-- EXERCISE PROMPT --
Could you repeat the records below exactly, leaving out any pictures?

-- ENTRIES --
********************
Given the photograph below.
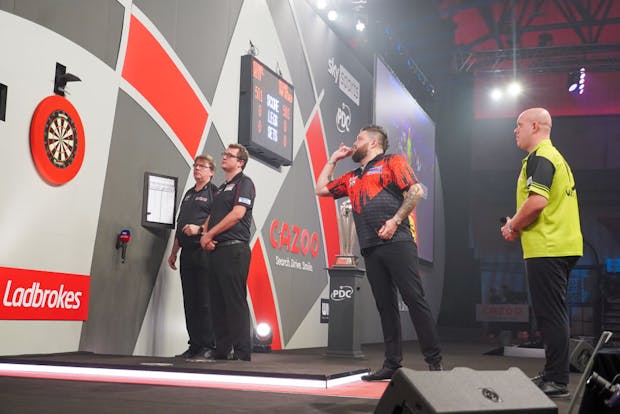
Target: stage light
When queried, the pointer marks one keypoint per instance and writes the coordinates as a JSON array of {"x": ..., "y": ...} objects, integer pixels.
[
  {"x": 576, "y": 81},
  {"x": 496, "y": 94},
  {"x": 263, "y": 336},
  {"x": 515, "y": 88}
]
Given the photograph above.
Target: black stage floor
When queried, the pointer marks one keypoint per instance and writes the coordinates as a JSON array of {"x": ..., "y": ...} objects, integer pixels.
[{"x": 76, "y": 395}]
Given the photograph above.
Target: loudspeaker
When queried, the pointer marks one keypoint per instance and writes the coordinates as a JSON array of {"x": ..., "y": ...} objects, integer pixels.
[
  {"x": 463, "y": 390},
  {"x": 580, "y": 353}
]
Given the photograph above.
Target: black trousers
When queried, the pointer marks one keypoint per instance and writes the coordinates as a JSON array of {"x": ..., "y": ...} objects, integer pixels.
[
  {"x": 228, "y": 275},
  {"x": 548, "y": 282},
  {"x": 395, "y": 266},
  {"x": 196, "y": 297}
]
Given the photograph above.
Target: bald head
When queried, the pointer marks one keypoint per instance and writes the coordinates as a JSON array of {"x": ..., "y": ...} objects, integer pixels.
[{"x": 533, "y": 125}]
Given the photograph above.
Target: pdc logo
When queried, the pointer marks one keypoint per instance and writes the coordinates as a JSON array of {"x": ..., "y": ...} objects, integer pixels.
[
  {"x": 342, "y": 293},
  {"x": 343, "y": 118}
]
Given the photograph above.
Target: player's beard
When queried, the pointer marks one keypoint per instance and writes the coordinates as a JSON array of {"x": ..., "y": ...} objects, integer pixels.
[{"x": 360, "y": 153}]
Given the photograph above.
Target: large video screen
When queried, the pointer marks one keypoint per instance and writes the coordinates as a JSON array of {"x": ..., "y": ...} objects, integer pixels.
[
  {"x": 265, "y": 113},
  {"x": 411, "y": 133}
]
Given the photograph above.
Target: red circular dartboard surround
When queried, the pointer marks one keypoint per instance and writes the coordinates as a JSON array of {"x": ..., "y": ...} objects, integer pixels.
********************
-- THE RESPONSE --
Given the photograph below.
Target: stage light
When queried, the pointer marks one keypoint per instance and writes the coordinates as a JSON array of {"x": ..., "y": ...} objects, integer pixels.
[
  {"x": 576, "y": 81},
  {"x": 496, "y": 94},
  {"x": 263, "y": 336},
  {"x": 515, "y": 88}
]
Given the photograph above.
Target: black stage floor
When queried, the pointer marks one keypoint per instance and writes the coordinates as a JSON array of {"x": ..., "y": ...} objects, integer pixels.
[{"x": 76, "y": 395}]
Given the photograph above.
Target: loudspeaker
When queried, the pointer marks one keypoint per instance and writes the coordinates as a JSON array of {"x": ..., "y": ...} objects, integer pixels.
[
  {"x": 463, "y": 390},
  {"x": 580, "y": 353}
]
Given the photograph above.
Target: black trousers
When queried, the pointer marks one keypoint per instance and writes the coordinates as a JSON array of {"x": ..., "y": ...} objects, integer pixels.
[
  {"x": 228, "y": 275},
  {"x": 548, "y": 282},
  {"x": 395, "y": 266},
  {"x": 196, "y": 297}
]
Given the photograph above.
Target: bald head
When queried, the pointer marks one keypoint per instance and writes the coordinates as a JSON array of {"x": ..., "y": ...} objects, integer pixels.
[{"x": 533, "y": 125}]
Given the photograph above.
Target: pdc logo
When queried, the pointer marks one keypoint per instance and writes the coordinates as a JSON array of {"x": ..., "y": ...} objects, integer pixels.
[
  {"x": 342, "y": 293},
  {"x": 343, "y": 118}
]
Given the photograph above.
Target: player's beard
When queried, the pointer marks one keypoint per instance and writes the coordinates as a JSON array of {"x": ..., "y": ...} objects, integer pixels.
[{"x": 360, "y": 153}]
Given the photograph above.
Target: large video screen
When queried, the pointer marks one keypoint per instance and writes the coordinates as a JSON array of {"x": ..., "y": ...} objects, integer pixels.
[
  {"x": 265, "y": 113},
  {"x": 411, "y": 133}
]
Given the photograph above.
Target: red circular dartboard surround
When queried, the pointer marks one keypoint per instance and writes the coordinates as a JSON array of {"x": ..., "y": ...} objects, integer pixels.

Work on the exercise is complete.